Region pointing data:
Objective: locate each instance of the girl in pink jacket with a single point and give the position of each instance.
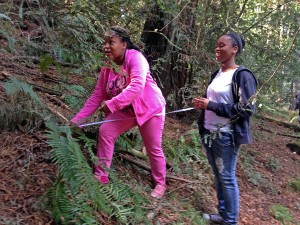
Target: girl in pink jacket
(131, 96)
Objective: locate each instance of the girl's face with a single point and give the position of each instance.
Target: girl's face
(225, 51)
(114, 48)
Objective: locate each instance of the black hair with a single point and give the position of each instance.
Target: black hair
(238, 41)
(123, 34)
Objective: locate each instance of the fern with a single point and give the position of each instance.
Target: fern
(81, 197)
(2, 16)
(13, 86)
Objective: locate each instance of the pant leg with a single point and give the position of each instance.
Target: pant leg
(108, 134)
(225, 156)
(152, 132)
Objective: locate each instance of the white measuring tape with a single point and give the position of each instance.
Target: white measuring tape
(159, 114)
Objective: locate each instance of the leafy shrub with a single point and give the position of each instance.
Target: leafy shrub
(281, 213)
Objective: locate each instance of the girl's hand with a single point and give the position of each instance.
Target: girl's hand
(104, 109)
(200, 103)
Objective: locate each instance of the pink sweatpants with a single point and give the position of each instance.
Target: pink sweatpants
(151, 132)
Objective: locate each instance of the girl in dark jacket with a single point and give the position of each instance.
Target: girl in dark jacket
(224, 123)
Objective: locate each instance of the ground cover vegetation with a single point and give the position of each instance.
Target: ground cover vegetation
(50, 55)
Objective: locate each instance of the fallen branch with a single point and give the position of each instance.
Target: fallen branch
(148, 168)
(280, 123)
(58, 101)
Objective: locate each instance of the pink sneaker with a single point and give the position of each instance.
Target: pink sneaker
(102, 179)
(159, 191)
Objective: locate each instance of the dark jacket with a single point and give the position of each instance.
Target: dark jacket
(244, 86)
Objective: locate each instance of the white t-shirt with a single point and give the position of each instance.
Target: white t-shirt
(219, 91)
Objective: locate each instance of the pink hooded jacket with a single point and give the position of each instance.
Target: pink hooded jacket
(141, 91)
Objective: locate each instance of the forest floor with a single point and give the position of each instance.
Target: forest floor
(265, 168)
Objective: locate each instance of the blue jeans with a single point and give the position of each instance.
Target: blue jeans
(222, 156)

▶ **Exercise**: Your response must consist of the lines from the beginning of the data through the line containing "Objective: locate each instance of the girl's face", transcribed exactly, with no pictures.

▶ **Result**:
Objective: locate each instance of the girl in pink jacket with a single point and give the position of each instance.
Target: girl in pink jacket
(131, 96)
Objective: locate each instance of the girl's face with a single point and give the position of each instance.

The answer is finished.